As cell congestion worsens, operators take traffic management towards the edge
Data traffic within mobile cells is downright chaotic, says John Reister of Vasona Networks. Hundreds of thousands of apps are contending to access streaming video, audio, the web, social media, games and more. All of this data collides and contends within individual cells every moment of every day. Sometimes there’s enough bandwidth capacity to support great experiences. Often, not. Web browsing slows, video freezes, downloads are interrupted and consumers get frustrated.
While congestion can come and go quickly, its negative impacts can last much longer. As queues back up and packets drop, latency sets in and sessions get sluggish. The amount of time that passes before normal conditions resume can be much longer than the congestion incident that caused the problem in the first place. Often, the consequences include frustrated users that give up trying to use their device, or go hunting for a service provider that will deliver the desired experience.
Mobile operators are relentlessly pursuing solutions for these mounting congestion problems. Sometimes, spot fixes are tried for particular issues. For instance, the deployment of optimisers to constrain expanding video traffic. But as the mix of sessions in cells continues to diversify due to new challenges like the rising share of traffic that’s encrypted, operators are turning to edge application controllers as a more complete and long-term solution to persistent problems.
Problem solving where congestion occurs
Edge application controllers allow operators to focus problem solving at the level where congestion occurs – individual cells. This is vital with wide fluctuations frequently occurring in both a cell’s traffic mix and its capacity from one moment to the next.
Edge application controllers work by:
1) Understanding which sessions are in contention for bandwidth at a given moment;
2) Determining how much bandwidth each session actually needs based on context like application type; and
3) Ensuring that bandwidth is intelligently distributed in a way that delivers the best possible experiences for all users in a cell.

> [DATA SECTION]
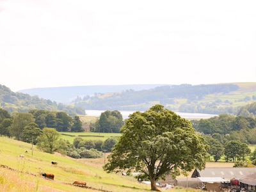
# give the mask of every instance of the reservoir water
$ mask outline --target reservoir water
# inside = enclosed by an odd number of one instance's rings
[[[88,116],[100,116],[101,113],[105,112],[106,110],[86,110],[85,113],[86,115]],[[127,118],[130,114],[133,113],[135,111],[119,111],[123,118]],[[177,115],[180,115],[181,117],[186,119],[201,119],[201,118],[209,118],[217,115],[213,114],[204,114],[204,113],[180,113],[175,112]]]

> [WORK TASK]
Please name what the article on cell congestion says operators are turning to as a more complete and long-term solution to persistent problems.

> [SOLUTION FOR THIS EXERCISE]
Edge application controllers.